-- start Input for this task --
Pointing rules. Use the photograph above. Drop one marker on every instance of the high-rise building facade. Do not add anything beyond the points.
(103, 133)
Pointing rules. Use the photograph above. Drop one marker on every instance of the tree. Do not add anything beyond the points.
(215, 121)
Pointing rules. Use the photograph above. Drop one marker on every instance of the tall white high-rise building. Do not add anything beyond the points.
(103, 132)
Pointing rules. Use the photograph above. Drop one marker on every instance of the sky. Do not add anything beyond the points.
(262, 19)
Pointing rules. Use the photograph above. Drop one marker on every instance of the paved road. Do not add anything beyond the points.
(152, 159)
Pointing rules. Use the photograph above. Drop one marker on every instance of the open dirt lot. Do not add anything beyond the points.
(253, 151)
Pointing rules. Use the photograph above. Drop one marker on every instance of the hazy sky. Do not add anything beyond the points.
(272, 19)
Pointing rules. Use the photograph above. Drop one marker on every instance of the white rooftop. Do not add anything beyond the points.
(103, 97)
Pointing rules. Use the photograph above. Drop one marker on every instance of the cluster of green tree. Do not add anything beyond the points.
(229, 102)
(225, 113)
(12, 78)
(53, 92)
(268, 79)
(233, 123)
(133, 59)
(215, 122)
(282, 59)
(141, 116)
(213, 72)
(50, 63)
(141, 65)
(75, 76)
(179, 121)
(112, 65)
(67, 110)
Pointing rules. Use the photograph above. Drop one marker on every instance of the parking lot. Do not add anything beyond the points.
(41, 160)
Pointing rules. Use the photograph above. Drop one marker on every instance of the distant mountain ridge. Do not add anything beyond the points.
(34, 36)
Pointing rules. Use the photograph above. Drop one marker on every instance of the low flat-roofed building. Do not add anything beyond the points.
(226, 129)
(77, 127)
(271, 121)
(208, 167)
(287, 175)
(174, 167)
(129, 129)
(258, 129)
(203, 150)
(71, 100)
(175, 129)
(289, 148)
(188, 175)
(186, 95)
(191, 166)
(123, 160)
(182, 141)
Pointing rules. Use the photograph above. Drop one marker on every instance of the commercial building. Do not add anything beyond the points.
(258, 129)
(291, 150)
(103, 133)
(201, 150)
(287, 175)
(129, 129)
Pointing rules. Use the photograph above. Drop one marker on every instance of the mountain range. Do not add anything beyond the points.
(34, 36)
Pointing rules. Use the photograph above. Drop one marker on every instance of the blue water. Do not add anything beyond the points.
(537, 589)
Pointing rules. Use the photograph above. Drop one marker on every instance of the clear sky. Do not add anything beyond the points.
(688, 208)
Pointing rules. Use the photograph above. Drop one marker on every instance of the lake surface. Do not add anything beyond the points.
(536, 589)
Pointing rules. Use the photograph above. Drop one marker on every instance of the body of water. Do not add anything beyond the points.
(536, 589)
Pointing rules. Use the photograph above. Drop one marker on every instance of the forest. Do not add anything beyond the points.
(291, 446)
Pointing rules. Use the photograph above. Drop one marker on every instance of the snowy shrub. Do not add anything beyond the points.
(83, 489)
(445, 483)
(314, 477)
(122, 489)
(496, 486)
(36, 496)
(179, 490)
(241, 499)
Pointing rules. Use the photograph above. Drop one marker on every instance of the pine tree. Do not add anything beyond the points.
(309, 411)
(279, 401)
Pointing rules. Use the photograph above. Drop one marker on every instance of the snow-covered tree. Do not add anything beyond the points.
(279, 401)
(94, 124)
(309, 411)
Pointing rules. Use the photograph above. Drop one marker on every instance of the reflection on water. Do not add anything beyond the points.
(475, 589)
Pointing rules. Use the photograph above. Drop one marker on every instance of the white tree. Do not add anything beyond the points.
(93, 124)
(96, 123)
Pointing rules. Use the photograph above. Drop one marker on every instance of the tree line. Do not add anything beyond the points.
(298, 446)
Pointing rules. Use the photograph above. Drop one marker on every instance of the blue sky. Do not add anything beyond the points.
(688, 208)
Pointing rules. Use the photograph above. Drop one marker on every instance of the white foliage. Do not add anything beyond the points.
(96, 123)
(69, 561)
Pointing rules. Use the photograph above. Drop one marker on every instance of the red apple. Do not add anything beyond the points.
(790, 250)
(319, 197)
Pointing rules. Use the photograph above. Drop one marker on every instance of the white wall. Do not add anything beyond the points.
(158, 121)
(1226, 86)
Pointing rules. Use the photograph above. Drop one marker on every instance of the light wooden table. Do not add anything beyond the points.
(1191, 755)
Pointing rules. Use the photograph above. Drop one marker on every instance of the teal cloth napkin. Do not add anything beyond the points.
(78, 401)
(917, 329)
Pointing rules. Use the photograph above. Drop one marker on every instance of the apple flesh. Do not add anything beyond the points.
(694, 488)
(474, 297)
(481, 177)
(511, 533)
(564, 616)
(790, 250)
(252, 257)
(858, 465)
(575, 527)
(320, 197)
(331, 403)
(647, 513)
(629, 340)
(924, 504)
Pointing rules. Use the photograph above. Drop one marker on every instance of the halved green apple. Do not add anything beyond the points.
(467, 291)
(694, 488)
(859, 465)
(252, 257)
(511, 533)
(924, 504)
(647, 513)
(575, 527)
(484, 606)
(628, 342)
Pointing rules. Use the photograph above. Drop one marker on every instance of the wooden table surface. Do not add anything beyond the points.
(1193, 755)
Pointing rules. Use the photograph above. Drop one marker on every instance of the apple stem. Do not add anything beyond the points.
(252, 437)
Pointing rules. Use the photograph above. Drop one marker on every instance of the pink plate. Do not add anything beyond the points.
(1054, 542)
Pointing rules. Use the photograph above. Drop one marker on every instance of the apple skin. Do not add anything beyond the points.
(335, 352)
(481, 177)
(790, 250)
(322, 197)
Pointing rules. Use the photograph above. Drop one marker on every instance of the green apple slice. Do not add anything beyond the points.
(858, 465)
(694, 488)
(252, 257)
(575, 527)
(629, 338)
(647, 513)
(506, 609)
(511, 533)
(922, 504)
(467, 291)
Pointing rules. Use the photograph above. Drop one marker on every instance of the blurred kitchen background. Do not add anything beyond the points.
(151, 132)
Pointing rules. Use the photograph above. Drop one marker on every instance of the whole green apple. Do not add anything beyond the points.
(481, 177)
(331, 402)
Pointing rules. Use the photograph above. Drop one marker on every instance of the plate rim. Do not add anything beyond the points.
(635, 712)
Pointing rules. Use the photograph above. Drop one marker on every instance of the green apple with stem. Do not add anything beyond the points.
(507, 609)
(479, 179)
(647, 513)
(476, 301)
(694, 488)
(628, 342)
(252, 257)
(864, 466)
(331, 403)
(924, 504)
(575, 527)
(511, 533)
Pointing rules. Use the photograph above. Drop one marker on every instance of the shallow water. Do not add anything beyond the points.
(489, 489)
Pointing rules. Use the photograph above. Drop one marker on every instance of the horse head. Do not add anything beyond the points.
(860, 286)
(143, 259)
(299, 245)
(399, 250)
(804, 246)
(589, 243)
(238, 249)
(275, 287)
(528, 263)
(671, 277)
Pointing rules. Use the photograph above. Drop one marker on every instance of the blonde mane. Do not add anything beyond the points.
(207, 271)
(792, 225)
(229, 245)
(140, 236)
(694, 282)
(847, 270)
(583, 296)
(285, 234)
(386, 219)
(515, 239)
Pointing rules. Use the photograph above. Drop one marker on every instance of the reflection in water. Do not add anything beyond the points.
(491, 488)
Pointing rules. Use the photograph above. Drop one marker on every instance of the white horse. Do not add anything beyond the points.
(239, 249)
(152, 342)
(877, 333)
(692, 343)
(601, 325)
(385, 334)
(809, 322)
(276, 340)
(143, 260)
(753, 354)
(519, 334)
-- end Input for this task --
All lines from the one containing "of the whole" through the final line of the listing above are to be reproduced exactly; include both and add nothing.

Pointing rules. Use the photograph above. Drop one marker on every instance of the whole green apple. Do not add anything beyond the points.
(481, 177)
(331, 402)
Pointing rules. Use the photograph above. Drop one marker on every instance of the plate rim. Do not add anything beyond the points.
(635, 712)
Pointing rules. Use the photograph above. Drop one marker on every instance of the green apple with stem. Do not add anything beyond the points.
(507, 609)
(479, 179)
(647, 513)
(476, 301)
(694, 488)
(628, 342)
(252, 257)
(864, 466)
(331, 403)
(924, 504)
(575, 527)
(511, 533)
Pointing rules. Use the photograph above. Drop one marker on every instance of the shallow water. Do not add anything beyond the points.
(489, 489)
Pointing rules. Use the photograph above. Drop one marker on every instance of the horse head. Do not add anything beyond the points.
(860, 286)
(143, 259)
(299, 245)
(399, 250)
(804, 246)
(589, 243)
(238, 249)
(275, 287)
(528, 263)
(671, 277)
Pointing rules. Use the photograph above. Drop one marker on every instance of the blonde mane. Do not add anything beyond the points.
(207, 271)
(792, 225)
(229, 245)
(140, 236)
(694, 282)
(847, 270)
(583, 296)
(285, 234)
(386, 219)
(515, 239)
Pointing rules. Use the photograph above. Drop one marker on every instance of the reflection in water. Do not add anything beyond the points.
(491, 488)
Pointing rules. Use the photograph above. Drop one marker on every instance of the white horse. Do not add anything beyond the points.
(239, 249)
(152, 342)
(877, 333)
(692, 343)
(601, 325)
(385, 334)
(809, 322)
(276, 340)
(143, 260)
(753, 354)
(519, 334)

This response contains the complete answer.